It has been stated and re-stated almost to the point of tiresomeness, but it’s true nevertheless: the pharmaceutical industry is facing some tough times. The difference this time, though, is that the current challenges many times fall outside the experience and purview of pharmaceutical companies‘ top management. So companies are, more and more, turning to pharmaceutical consulting to take advantage of the expertise they don’t have in-house to turn the challenges into opportunities.
Special conditions and requirements have always obtained in this industry, but now that peculiarity is even more pronounced. Here’s just a sampling of today’s tough issues:
Sweeping healthcare reforms, unstable economic conditions, and growing globalization call for radical adjustments in business models because stakeholders’ roles are being dramatically altered.
Ever evolving and more onerous regulatory requirements necessitate an adaptability never seen before in the industry.
Product pricing has to be able to cover the costs of essential investments (in R&D, for example), but, increasingly, pricing has to be justified on several fronts.
There exists a tension between the need for improved access to quality healthcare and the urgency to contain the costs of that healthcare.
These special problems call for special solutions, and pharmaceutical consulting is a way for companies to discover and implement those solutions-a prescription for a return to competitive health.
The US pharmaceuticals market, for example-which far exceeds $300 billion annually and is the largest market worldwide-has reached a point where it is at especially high risk, owing chiefly to the cost cutting expected to follow on the heels of the healthcare reforms. And, as a result, industry analysts look for mid- and long-term profits to decline. Further impacting competitiveness and profitability are the increasing bureaucratic entanglements involved in the drug-registration process and the burgeoning burden of regulatory compliance. Consequently, more companies are leaning more heavily on pharmaceutical consulting.
One area in which pharmaceutical consultants are beginning to play a key role is that of cost cutting. Now, that doesn’t mean indiscriminately laying about with the cost-cutting club and doing things like eliminating needed personnel. It means, rather, cutting costs by improving efficiency and reducing waste, usually through implementing lean manufacturing solutions. The greatest potential, however, for effective cost-cutting efforts may lie in marketing and sales, areas that have historically taken a backseat to more spotlighted activities like R&D.
Pharmaceutical consultants will begin prove their value even more as companies move into the relatively new territory (with many pitfalls to be skirted) of rethinking business models and outsourcing innovation. The traditional, rigid business model, especially with respect to marketing and sales, may be moribund, and so a new model with new decision-making structures is needed. As for outsourcing, it may in fact be the most cost-efficient way to handle some R&D innovation functions. But it also brings with it complex management issues and greater regulatory complications and dangers.
So, yes, tough times lie ahead, but pharmaceutical consulting may be the means to convert tough challenges into exploitable opportunities.

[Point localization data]
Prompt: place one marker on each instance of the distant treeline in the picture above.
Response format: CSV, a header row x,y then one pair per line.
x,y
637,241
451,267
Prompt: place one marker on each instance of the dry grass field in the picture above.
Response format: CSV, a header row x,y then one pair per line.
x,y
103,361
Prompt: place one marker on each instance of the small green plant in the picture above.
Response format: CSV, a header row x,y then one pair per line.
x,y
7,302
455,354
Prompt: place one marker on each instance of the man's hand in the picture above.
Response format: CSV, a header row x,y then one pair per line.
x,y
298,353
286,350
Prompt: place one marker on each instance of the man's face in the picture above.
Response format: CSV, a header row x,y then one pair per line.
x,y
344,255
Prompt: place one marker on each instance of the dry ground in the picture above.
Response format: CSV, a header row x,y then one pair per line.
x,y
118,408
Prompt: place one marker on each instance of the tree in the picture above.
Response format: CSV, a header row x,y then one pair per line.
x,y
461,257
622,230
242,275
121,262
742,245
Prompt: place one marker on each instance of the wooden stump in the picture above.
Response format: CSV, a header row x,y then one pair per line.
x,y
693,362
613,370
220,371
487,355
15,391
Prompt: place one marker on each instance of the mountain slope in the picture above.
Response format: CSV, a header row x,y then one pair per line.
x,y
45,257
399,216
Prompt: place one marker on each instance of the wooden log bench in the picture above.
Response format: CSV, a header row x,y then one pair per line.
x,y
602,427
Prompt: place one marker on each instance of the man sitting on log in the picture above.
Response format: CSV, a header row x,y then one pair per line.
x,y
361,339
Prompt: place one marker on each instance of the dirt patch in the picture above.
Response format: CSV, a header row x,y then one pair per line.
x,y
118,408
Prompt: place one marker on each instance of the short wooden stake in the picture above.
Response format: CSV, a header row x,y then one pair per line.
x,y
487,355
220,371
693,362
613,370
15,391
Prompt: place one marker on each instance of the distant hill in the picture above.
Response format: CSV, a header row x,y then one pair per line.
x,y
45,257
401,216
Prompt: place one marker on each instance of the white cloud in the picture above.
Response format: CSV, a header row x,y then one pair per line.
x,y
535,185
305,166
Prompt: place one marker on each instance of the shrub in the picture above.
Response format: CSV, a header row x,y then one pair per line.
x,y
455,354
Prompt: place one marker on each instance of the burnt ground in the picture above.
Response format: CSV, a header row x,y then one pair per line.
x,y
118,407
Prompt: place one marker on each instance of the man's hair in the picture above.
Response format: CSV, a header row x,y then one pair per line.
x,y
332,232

About this exercise: According to the text on pharmaceutical consulting, in which areas may the greatest potential for effective cost-cutting lie?

Answer below: In marketing and sales.